Written problem 1:
Rescale every line of the records from their start down to the line containing "<point>140,201</point>", both ends included, and output only those lines with the requests unchanged. Multiply each point coordinate in the answers by 1.1 and round it to a whole number, rounding halves up.

Excerpt provided:
__________________________________________________

Stage 3: Three-Component Co-Pelletization of ASR, Biomass, and Dechlorinating Agent
To enhance the pelletization potential of ASR-based SRF and ensure compliance with relevant regulatory standards, this study adopted thorny bamboo as a biomass co-additive, combined with ASR and a metal-based dechlorinating agent for ternary pellet production. To ensure that the resulting SRF pellets possess practical applicability and regulatory conformity, we referenced multiple international quality standards for SRF classification and control (Table 3). According to EN ISO 21640:2021, SRF is classified into five classes, where Class 2 sets a chlorine (Cl) content limit of ≤ 0.6 wt% and the net calorific value (NCV) must be ≥ 20 MJ/kg — thresholds commonly adopted in industrial applications. Class 1 further tightens these requirements to Cl ≤ 0.2 wt% and NCV ≥ 25 MJ/kg [27]. In Japan’s JIS Z7311:2010 standard for Refuse Paper and Plastic Fuel (RPF), Grade A requires the NCV ≥ 25 MJ/kg and Cl content ≤ 0.6 wt%, while Grade B demands even stricter limits of Cl ≤ 0.3 wt% and ash content ≤ 10 wt% [28] . South Korea’s SRF regulations specify a Cl threshold of ≤ 2 wt% for general SRF, and for bio-SRF, the NCV must be ≥ 3,000 kcal/kg (≈12.56 MJ/kg), with Cl content controlled to ≤ 0.5 wt% [28]. In Taiwan, the Environmental Protection Administration (EPA) released the “Solid Recovered Fuel (SRF) Manufacturing Guidelines and Quality Standards” in 2020, which stipulate minimum SRF requirements of NCV ≥ 2,392 kcal/kg (≈10 MJ/kg) and Cl ≤ 3.0 wt% (dry basis). A recent policy draft proposes a tiered classification system to be implemented by 2025, aiming to further reduce the maximum allowable Cl content to 1.5 wt%, aligning with stricter air pollution control and circular economy targets [3]. Given these international and national standards, the formulations in this study were designed to target a Cl content of ≤ 0.6 wt%, while simultaneously evaluating the calorific value and ash content. The goal was to meet or exceed both domestic and international SRF application criteria.

__________________________________________________

Available records:
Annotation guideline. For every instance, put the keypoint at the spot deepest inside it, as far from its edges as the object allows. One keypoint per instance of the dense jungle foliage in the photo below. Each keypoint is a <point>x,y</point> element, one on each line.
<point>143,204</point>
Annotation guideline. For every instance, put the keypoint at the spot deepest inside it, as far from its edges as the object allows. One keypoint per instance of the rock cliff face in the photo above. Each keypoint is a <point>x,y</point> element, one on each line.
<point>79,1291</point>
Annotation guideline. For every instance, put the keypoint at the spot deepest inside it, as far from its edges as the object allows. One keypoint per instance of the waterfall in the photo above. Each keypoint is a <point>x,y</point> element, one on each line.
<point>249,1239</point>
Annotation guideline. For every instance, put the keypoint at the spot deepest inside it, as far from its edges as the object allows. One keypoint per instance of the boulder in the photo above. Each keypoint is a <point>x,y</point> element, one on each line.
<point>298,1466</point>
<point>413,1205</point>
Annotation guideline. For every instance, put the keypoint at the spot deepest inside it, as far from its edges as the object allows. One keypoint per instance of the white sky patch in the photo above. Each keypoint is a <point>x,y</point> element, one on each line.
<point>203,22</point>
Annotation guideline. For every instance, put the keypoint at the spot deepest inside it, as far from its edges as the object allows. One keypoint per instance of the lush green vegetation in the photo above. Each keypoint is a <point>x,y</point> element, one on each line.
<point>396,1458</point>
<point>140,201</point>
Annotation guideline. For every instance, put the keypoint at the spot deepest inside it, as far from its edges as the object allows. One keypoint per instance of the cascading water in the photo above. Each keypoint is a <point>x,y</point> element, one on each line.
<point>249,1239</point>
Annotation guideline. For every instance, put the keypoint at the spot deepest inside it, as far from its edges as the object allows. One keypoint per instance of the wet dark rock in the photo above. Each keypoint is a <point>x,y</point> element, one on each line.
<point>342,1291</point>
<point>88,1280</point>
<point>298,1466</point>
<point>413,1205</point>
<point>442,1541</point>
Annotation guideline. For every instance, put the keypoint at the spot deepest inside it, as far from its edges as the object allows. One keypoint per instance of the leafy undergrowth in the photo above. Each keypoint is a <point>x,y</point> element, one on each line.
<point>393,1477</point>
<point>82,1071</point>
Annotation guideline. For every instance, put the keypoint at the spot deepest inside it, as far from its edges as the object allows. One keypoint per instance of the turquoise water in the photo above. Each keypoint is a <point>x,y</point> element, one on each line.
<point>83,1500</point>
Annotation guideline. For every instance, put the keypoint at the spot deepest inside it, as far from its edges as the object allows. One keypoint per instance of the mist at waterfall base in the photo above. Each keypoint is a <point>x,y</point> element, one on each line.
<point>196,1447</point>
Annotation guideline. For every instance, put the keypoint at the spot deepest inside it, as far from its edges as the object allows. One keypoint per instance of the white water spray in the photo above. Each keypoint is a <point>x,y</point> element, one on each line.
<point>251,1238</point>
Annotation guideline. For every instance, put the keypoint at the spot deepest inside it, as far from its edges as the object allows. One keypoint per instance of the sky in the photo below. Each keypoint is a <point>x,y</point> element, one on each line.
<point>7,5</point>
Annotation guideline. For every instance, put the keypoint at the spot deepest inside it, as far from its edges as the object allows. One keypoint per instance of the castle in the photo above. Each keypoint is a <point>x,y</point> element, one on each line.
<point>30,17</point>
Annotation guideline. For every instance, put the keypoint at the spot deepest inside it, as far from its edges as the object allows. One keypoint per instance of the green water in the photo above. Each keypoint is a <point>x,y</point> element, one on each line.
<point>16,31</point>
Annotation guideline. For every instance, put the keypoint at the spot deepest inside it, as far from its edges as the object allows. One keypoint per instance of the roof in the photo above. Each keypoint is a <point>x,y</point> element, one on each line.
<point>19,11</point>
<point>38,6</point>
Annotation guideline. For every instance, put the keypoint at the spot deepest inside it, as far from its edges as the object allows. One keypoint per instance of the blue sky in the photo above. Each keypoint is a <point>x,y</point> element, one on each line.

__________________________________________________

Written problem 2:
Quote the entire passage on three-component co-pelletization word for word.

Complete output 1:
Annotation guideline. For every instance, put the keypoint at the spot deepest inside it, as far from its edges as the object allows. One keypoint per instance of the dense jungle foliage in the photo below. Each keypoint is a <point>x,y</point> element, one on each line.
<point>157,224</point>
Annotation guideline. For every instance, put the keypoint at the spot deepest inside it, as far from its edges as the object allows. One keypoint per instance of the rock cliff face in the photo above. Each keypoint is a <point>x,y</point> element, one on each line.
<point>87,1420</point>
Annotation guideline. For every instance, put the keypoint at the spot deepest inside it, as far from its edges as the object allows. One keypoint per instance of the waterfall in the photo above. Each keypoint is a <point>x,y</point> element, one on each line.
<point>274,1363</point>
Annotation guideline. For every instance, put the keypoint at the spot deepest inside it, as far from its edges as the object allows. One keypoint per instance of the boulder in the photo above. Each keypoint is a <point>x,y</point> element, one on each line.
<point>328,1613</point>
<point>454,1326</point>
Annotation guideline. For every instance, put the keypoint at the spot deepest inside it, as far from its edges as the object allows. One keypoint per instance of the white sky patch in the photo above. Each keypoint is a <point>x,y</point> element, one on each line.
<point>223,24</point>
Annotation guideline. For every instance, put the keypoint at the spot deepest inside it, as far from its edges as the object allows. One keypoint per instance of the lush green vegetation in the photo above. Each keypoint is a <point>x,y</point> element, one on each line.
<point>436,1604</point>
<point>154,221</point>

Complete output 2:
Stage 3: Three-Component Co-Pelletization of ASR, Biomass, and Dechlorinating Agent
To enhance the pelletization potential of ASR-based SRF and ensure compliance with relevant regulatory standards, this study adopted thorny bamboo as a biomass co-additive, combined with ASR and a metal-based dechlorinating agent for ternary pellet production. To ensure that the resulting SRF pellets possess practical applicability and regulatory conformity, we referenced multiple international quality standards for SRF classification and control (Table 3). According to EN ISO 21640:2021, SRF is classified into five classes, where Class 2 sets a chlorine (Cl) content limit of ≤ 0.6 wt% and the net calorific value (NCV) must be ≥ 20 MJ/kg — thresholds commonly adopted in industrial applications. Class 1 further tightens these requirements to Cl ≤ 0.2 wt% and NCV ≥ 25 MJ/kg [27]. In Japan’s JIS Z7311:2010 standard for Refuse Paper and Plastic Fuel (RPF), Grade A requires the NCV ≥ 25 MJ/kg and Cl content ≤ 0.6 wt%, while Grade B demands even stricter limits of Cl ≤ 0.3 wt% and ash content ≤ 10 wt% [28] . South Korea’s SRF regulations specify a Cl threshold of ≤ 2 wt% for general SRF, and for bio-SRF, the NCV must be ≥ 3,000 kcal/kg (≈12.56 MJ/kg), with Cl content controlled to ≤ 0.5 wt% [28]. In Taiwan, the Environmental Protection Administration (EPA) released the “Solid Recovered Fuel (SRF) Manufacturing Guidelines and Quality Standards” in 2020, which stipulate minimum SRF requirements of NCV ≥ 2,392 kcal/kg (≈10 MJ/kg) and Cl ≤ 3.0 wt% (dry basis). A recent policy draft proposes a tiered classification system to be implemented by 2025, aiming to further reduce the maximum allowable Cl content to 1.5 wt%, aligning with stricter air pollution control and circular economy targets [3]. Given these international and national standards, the formulations in this study were designed to target a Cl content of ≤ 0.6 wt%, while simultaneously evaluating the calorific value and ash content. The goal was to meet or exceed both domestic and international SRF application criteria.